# [Assignment]
Repeat word for word the part of the text on Fox News coverage below that begins with the words "Fox chief intelligence" and ends with "had been followed.".

For credible journalists, that’s where the story would end.

But Page has been a frequent subject of baseless theories from right-wing media and congressional Republicans suggesting that senior FBI and Justice Department officials had conspired to prevent Clinton from being charged with crimes, while pushing through a politically motivated investigation of now-President Donald Trump. Ratcliffe’s claim fit into those narratives, and so it quickly spread through right-wing media.

By Wednesday night, Special Report, Fox’s flagship “news side” broadcast, was covering the story.

Baier, a Fox anchor often included in the ranks of the network’s legitimate journalists, introduced the story by pushing the “order” falsehood: “We are learning more tonight about what the Obama Justice Department ordered federal lawyers to do and not to do concerning the Hillary Clinton email investigation.”

Fox chief intelligence correspondent Catherine Herridge’s subsequent report focused on the transcript Ratcliffe tweeted. Throughout the segment, Herridge bolstered the sense that Radcliffe's tweet pointed to a real scandal. She claimed that Page's testimony “appears to conflict” with former FBI Director James Comey’s July 2016 statement that the FBI’s investigation was done “independently." She produced an FBI document that said “DOJ not willing to charge” on gross negligence. And she highlighted denunciations of the Justice Department from Trump and a Republican congressman. At no point did she note that the Justice Department inspector general had already explained that the normal DOJ/FBI process had been followed. 

Later in the program, Baier returned to the exchange Ratcliffe had highlighted, calling it “significant” and saying that it “seems to open up a lot of other questions.” Invoking a constant refrain from presidential mouthpiece and Fox colleague Sean Hannity, Baier later asked a guest, “Is this fair to say that this shows, Mo, two tiers of justice? I mean, is this the beginning of kind of saying it wasn't fair the other way either?”

Stored items:
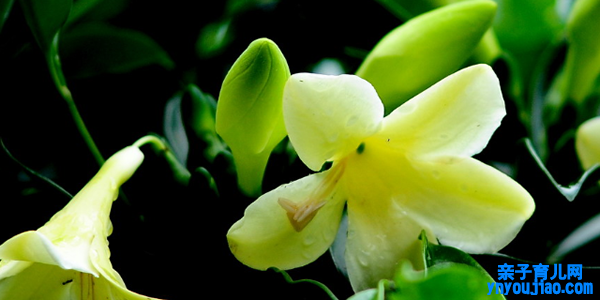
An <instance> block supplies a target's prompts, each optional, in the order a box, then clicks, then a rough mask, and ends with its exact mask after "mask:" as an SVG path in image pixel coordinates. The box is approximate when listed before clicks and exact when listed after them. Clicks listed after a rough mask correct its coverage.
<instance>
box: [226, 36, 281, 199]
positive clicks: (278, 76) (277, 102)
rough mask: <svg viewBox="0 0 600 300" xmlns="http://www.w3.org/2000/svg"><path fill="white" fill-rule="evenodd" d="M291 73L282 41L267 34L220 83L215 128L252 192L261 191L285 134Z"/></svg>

# [Answer to this exercise]
Fox chief intelligence correspondent Catherine Herridge’s subsequent report focused on the transcript Ratcliffe tweeted. Throughout the segment, Herridge bolstered the sense that Radcliffe's tweet pointed to a real scandal. She claimed that Page's testimony “appears to conflict” with former FBI Director James Comey’s July 2016 statement that the FBI’s investigation was done “independently." She produced an FBI document that said “DOJ not willing to charge” on gross negligence. And she highlighted denunciations of the Justice Department from Trump and a Republican congressman. At no point did she note that the Justice Department inspector general had already explained that the normal DOJ/FBI process had been followed.